* Begin Document text *

This way it's always a pointer comparison, and there are no collisions.

@DaGenix
Copy link
Author

DaGenix commented Nov 11, 2013

I don't know how node id values are generated, but assuming that they are generated sequentially, this particular collision is not realistic. However, its not hard to find collisions for more realistic node id values by picking particular values for the crate hashes:

assert!(hash_struct("a2c55ca1a1f68", 4080) == hash_struct("138b8278caab5", 2804));

The key thing to consider isn't the number of node id values, though: its the total number of type id values. Some quick (hopefully correct) math shows that there is a 0.01% chance of a collision once there are around 60 million type id values. That's still a pretty large number of type id values for a somewhat low probability of a collision, thought. So, its unclear to me how big a deal this is for the Rust 1.0 timeframe. It all depends on what the acceptable probability of a collision is.

@nikomatsakis
Copy link
Contributor

When I saw that @alexcrichton proposed using a hash, my first reaction was "collision!" but then I thought "...but exceedingly unlikely to occur in practice". I think this is not a matter of imminent destruction but if we can leverage the linker or some other scheme to avoid this danger, we should -- and perhaps we should just go ahead and mark the current scheme as deprecated and just plan on finding a replacement scheme.

@thestinger
Copy link
Contributor

A cryptographic hash designed for this purpose (larger output) would be enough. Although, a larger output would be more expensive to compare (four u64 comparisons for SHA2).

@pnkfelix
Copy link
Member

We don't need to deal with this right now. P-low.

@steveklabnik
Copy link
Member

How relevant is this issue today? I think that it's all the same, but am not sure.

@thestinger
Copy link
Contributor

It's 64-bit so collisions are likely with enough types (consider recursive type metaprogramming) and it doesn't have any check to bail out if one occurs. Bailing out is not a very good solution anyway, because it pretty much means that there's no way to compile the program, beyond using a different random seed and hoping for the best. It's a crappy situation.

@vks
Copy link
Contributor

vks commented Jan 21, 2015

Note that "hoping for the best" by iteratively changing the seed might work with overwhelmingly large probability after very few iterations.

@sorear
Copy link
Contributor

sorear commented Oct 14, 2015

use std::any::Any;

fn main() {
    let weird : [([u8; 188250],[u8; 1381155],[u8; 558782]); 0] = [];
    let whoops = Any::downcast_ref::<[([u8; 1990233],[u8; 798602],[u8; 2074279]); 1]>(&weird);
    println!("{}",whoops.unwrap()[0].0[333333]);
}

Actually a soundness issue. playground: http://is.gd/TwBayX

@pnkfelix
Copy link
Member

I'd like the lang team to devote a little time to this now that we are post 1.0. Nominating

@pnkfelix pnkfelix added I-nominated T-lang Relevant to the language team, which will review and decide on the PR/issue. labels Oct 18, 2015
@nikomatsakis
Copy link
Contributor

OK, lang team discussed it, and our conclusion was that:

  1. This issue ought to be fixed, it's silly not to.

* End Document text *

Direction 1:
In the thread about type id collisions, what chance of a collision does DaGenix estimate once there are around 60 million type id values?

* Begin Dataset excerpts *

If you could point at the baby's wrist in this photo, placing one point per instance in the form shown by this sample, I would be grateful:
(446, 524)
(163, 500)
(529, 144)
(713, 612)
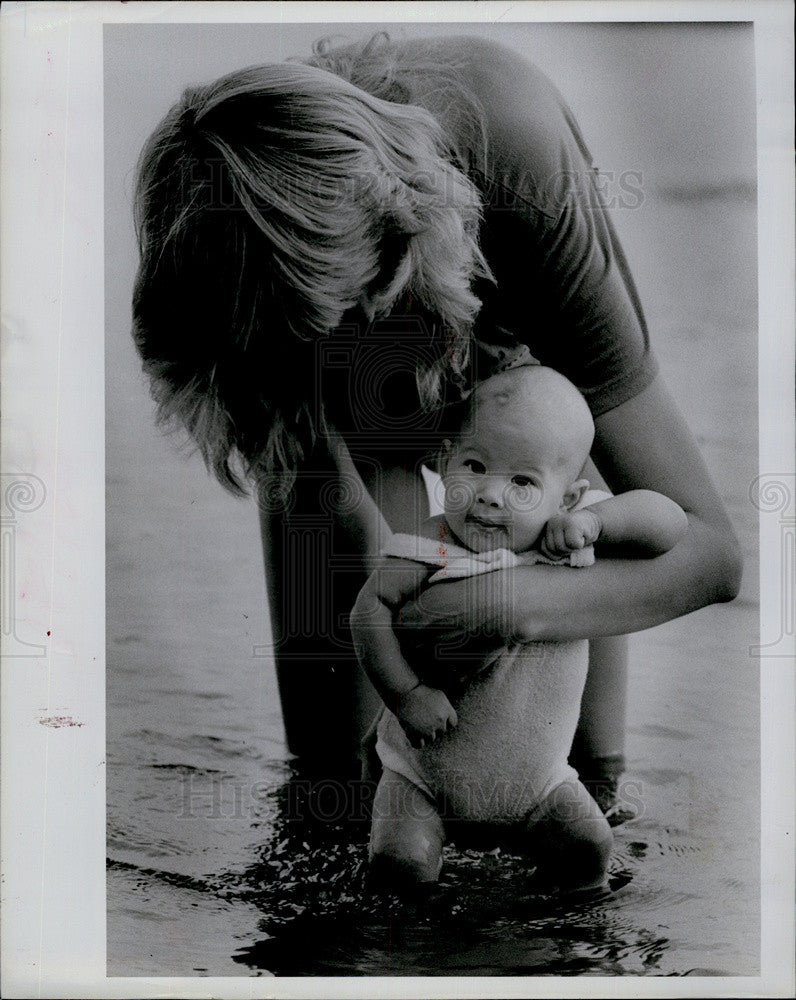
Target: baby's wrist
(596, 523)
(407, 691)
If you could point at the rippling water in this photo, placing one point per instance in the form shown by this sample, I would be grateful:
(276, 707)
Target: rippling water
(209, 871)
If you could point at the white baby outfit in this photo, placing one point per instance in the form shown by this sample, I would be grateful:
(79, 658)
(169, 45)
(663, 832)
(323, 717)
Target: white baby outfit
(516, 718)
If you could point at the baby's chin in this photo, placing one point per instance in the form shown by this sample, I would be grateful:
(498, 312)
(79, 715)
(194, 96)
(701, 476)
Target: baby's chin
(479, 538)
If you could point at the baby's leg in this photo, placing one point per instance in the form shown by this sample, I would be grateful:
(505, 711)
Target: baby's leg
(570, 839)
(406, 835)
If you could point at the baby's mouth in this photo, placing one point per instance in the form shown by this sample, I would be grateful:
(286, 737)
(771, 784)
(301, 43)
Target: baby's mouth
(486, 524)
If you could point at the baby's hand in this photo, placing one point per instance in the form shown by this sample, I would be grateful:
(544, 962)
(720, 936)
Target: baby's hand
(565, 533)
(425, 713)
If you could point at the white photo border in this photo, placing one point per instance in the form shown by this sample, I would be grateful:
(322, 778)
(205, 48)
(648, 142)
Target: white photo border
(53, 813)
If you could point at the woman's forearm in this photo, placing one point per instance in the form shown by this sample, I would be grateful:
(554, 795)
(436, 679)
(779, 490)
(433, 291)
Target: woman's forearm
(613, 597)
(644, 444)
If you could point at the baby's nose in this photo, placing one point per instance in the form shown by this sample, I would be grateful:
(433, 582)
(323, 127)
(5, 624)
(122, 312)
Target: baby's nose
(490, 494)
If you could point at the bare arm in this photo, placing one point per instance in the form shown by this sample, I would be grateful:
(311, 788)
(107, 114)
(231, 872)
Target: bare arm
(642, 444)
(386, 589)
(639, 522)
(424, 712)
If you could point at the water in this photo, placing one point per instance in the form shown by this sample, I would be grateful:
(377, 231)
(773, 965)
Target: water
(207, 874)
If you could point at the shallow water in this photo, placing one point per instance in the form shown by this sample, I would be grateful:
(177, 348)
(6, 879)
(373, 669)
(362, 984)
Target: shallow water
(208, 874)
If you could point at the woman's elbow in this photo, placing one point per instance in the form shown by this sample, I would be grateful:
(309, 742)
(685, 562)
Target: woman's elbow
(730, 571)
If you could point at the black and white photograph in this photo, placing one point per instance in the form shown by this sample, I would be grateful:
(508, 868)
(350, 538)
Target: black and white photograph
(433, 495)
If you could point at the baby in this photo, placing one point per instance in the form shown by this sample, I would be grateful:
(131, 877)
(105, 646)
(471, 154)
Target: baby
(488, 740)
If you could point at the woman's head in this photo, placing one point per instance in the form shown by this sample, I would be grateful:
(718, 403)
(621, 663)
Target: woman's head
(269, 204)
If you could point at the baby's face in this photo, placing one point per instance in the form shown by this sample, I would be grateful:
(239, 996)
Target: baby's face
(503, 481)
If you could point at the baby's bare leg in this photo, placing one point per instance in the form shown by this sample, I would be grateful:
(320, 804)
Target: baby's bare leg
(570, 839)
(406, 834)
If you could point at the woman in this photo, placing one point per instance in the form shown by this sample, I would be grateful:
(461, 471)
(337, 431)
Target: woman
(332, 250)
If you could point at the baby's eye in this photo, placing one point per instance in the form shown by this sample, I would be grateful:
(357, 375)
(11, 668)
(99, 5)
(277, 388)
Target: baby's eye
(474, 466)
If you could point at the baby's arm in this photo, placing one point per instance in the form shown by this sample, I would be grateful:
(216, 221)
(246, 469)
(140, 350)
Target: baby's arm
(423, 711)
(649, 523)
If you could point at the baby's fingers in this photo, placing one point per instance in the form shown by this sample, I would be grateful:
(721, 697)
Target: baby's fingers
(574, 537)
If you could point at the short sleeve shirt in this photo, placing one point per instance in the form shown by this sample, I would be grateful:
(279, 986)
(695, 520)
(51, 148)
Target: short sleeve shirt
(563, 286)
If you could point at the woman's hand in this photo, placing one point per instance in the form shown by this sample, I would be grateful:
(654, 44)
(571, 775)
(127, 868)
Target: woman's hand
(642, 444)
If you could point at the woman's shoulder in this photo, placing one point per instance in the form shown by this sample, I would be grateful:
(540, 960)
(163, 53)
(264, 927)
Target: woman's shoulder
(531, 136)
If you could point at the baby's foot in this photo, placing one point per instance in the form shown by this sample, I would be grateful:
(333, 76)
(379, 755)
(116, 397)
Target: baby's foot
(601, 777)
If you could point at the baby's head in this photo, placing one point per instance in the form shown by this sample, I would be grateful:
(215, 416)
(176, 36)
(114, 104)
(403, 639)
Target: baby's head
(517, 459)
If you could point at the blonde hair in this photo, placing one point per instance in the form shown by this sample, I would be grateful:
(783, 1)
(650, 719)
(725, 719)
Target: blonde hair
(268, 204)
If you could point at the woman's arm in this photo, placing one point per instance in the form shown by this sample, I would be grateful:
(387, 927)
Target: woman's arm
(636, 523)
(641, 444)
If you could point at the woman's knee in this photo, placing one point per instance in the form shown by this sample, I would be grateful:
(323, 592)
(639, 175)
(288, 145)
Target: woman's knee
(572, 840)
(402, 861)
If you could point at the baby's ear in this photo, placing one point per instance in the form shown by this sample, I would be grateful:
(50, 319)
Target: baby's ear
(574, 494)
(443, 456)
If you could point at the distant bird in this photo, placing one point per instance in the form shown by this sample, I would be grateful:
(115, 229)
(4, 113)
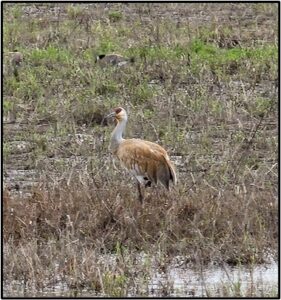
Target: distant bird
(113, 59)
(146, 161)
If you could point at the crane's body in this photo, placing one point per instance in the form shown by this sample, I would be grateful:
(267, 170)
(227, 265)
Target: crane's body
(146, 161)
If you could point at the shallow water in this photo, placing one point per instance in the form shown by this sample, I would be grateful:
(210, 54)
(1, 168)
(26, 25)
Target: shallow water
(177, 281)
(210, 281)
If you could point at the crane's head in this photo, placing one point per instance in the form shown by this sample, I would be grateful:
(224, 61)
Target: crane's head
(119, 114)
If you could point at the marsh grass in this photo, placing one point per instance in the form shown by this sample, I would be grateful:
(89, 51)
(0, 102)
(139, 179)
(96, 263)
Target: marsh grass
(207, 93)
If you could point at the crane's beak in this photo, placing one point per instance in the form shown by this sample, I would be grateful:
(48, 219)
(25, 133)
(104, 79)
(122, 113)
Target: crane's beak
(113, 114)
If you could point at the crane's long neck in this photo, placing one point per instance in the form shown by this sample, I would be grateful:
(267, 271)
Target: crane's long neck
(117, 135)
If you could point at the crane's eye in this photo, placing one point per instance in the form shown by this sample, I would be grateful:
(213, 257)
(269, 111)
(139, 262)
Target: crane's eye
(118, 110)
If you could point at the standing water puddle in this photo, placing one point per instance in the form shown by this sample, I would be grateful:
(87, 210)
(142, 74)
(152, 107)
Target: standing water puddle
(258, 281)
(213, 281)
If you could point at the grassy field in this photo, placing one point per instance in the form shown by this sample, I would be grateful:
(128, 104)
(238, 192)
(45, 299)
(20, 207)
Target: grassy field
(204, 85)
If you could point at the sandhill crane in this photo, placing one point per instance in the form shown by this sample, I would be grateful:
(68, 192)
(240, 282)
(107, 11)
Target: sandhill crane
(146, 161)
(113, 59)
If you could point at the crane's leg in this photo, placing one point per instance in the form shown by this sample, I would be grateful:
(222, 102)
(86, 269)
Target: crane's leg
(140, 193)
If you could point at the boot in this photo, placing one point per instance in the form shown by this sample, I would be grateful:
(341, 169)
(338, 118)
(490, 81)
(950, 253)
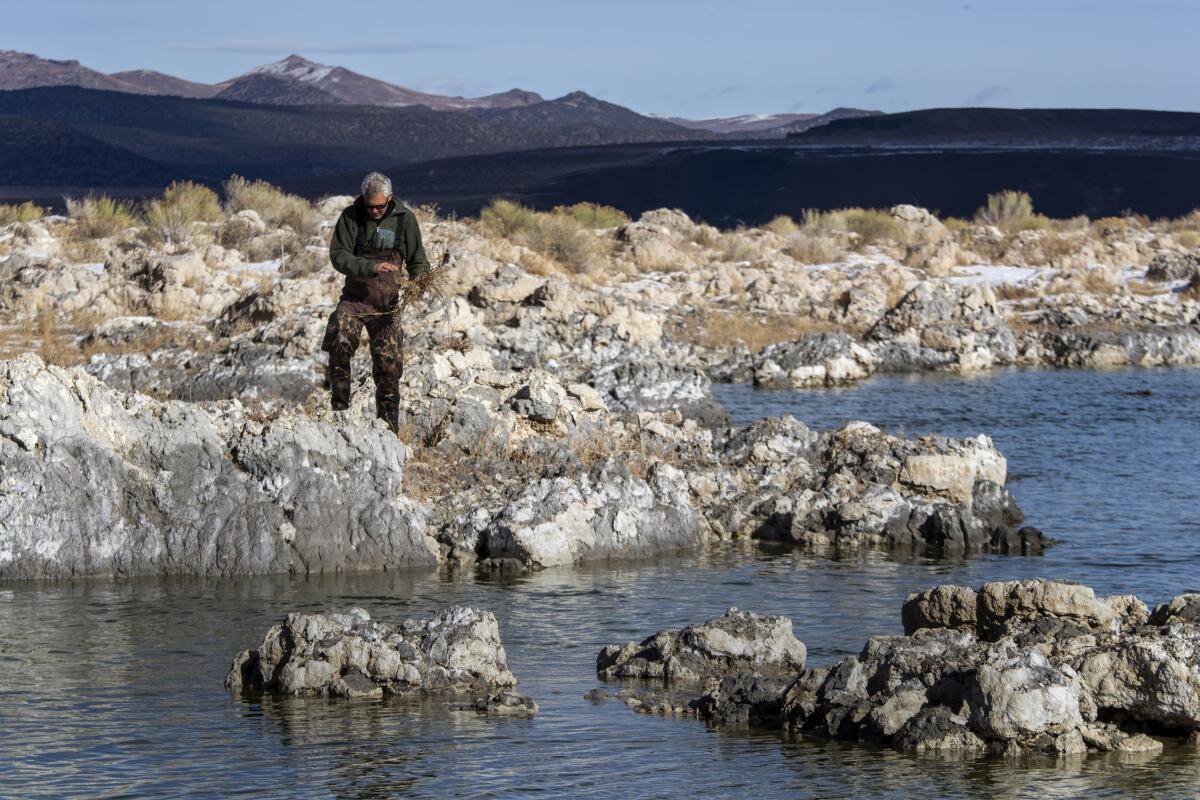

* End Dataset excerpts *

Direction 2:
Pull out every line of the records that contains the word "short", copying each one without changes.

Correct response 1:
A 0.01% chance.

Correct response 2:
If you could point at the short sleeve shirt in this photo, placing one point per instance in the form shown by this sample, I would be grateful:
Target: short sleeve shirt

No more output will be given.